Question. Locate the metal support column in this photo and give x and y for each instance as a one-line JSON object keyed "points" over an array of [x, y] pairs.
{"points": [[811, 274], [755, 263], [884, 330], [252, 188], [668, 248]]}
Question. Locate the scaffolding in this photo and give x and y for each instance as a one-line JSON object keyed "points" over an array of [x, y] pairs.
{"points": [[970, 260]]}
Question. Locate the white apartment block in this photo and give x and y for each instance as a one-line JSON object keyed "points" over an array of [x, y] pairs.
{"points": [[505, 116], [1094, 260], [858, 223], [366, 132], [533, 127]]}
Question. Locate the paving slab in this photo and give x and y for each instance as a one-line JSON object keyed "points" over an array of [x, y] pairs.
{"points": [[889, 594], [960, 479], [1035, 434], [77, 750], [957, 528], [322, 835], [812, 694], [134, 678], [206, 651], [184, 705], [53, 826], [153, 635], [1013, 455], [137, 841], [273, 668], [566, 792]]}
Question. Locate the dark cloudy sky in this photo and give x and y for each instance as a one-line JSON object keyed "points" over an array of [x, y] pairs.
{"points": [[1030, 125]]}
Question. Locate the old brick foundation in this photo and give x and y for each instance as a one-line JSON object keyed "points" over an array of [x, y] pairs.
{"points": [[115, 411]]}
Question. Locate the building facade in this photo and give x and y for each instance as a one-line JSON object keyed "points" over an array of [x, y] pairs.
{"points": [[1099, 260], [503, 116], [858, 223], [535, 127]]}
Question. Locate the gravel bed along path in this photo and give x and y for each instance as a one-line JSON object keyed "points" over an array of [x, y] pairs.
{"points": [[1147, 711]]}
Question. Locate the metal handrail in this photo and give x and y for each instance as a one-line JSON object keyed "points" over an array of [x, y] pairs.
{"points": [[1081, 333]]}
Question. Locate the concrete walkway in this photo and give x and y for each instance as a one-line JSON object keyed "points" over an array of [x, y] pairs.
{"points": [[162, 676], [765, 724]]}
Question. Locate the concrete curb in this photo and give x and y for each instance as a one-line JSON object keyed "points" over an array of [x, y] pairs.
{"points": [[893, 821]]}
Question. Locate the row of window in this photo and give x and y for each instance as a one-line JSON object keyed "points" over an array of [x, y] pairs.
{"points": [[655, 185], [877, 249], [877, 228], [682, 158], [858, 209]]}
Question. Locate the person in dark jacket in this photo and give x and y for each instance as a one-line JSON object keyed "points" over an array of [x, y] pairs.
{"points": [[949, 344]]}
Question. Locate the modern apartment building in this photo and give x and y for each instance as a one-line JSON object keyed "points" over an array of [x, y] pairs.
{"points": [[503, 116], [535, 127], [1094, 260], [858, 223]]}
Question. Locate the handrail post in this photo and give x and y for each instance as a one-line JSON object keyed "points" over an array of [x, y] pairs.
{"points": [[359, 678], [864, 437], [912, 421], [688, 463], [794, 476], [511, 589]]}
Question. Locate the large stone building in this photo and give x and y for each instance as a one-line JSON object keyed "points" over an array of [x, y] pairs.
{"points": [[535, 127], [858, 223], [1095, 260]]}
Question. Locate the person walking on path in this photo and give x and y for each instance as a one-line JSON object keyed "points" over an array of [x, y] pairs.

_ _ _ _ _ _ _

Set problem: From the line containing "Question. Locate the large" to the last line of the material, please quote every line exactly and only those.

Output for this task:
Question. Locate the large stone building in this photo and give x and y for each instance as a one-line JSON object keyed "points" over an array of [x, y] pairs.
{"points": [[535, 127], [858, 223], [1095, 260]]}
Question. Locate the person walking on path in this photo and give x and y for each instance as a one-line JSON object keyed "points" over an array of [x, y] pairs.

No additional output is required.